Dataset entries:

___

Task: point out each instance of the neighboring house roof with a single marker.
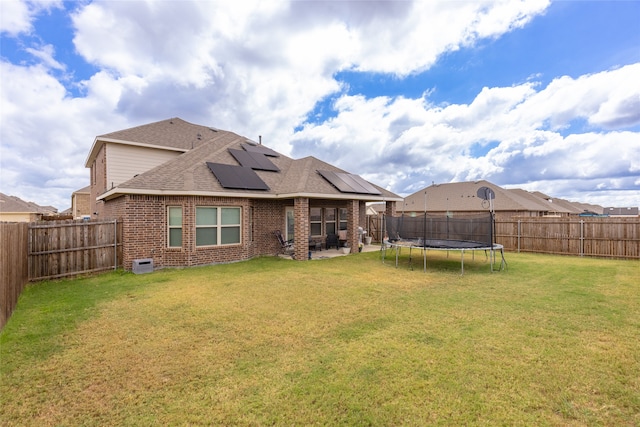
(83, 190)
(586, 207)
(560, 205)
(188, 173)
(172, 134)
(611, 211)
(12, 204)
(463, 196)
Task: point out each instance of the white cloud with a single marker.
(520, 126)
(16, 16)
(258, 68)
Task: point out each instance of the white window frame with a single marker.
(218, 226)
(174, 226)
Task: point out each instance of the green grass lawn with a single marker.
(343, 341)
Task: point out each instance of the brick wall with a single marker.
(301, 220)
(144, 222)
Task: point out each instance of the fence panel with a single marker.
(598, 237)
(14, 273)
(69, 248)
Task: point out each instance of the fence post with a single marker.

___

Every record above, copied exactly and without a single picture, makes up the answer.

■ **Response to the exercise**:
Task: point out each instance of the neighboring house roof with a single marker.
(83, 190)
(586, 207)
(560, 205)
(188, 173)
(172, 134)
(611, 211)
(12, 204)
(463, 196)
Task: point out each instance of the white cloud with a single marker.
(520, 126)
(16, 16)
(258, 68)
Task: point out each instance of the white window frame with a single marker.
(218, 226)
(174, 226)
Task: point out each instance of the green grass lawn with a single marker.
(343, 341)
Task: point out each instance of the brick wall with a single marker.
(301, 220)
(144, 222)
Task: point out each instance of the fence panel with a single marker.
(598, 237)
(14, 273)
(69, 248)
Task: point out each instance of the fence post with a single marker.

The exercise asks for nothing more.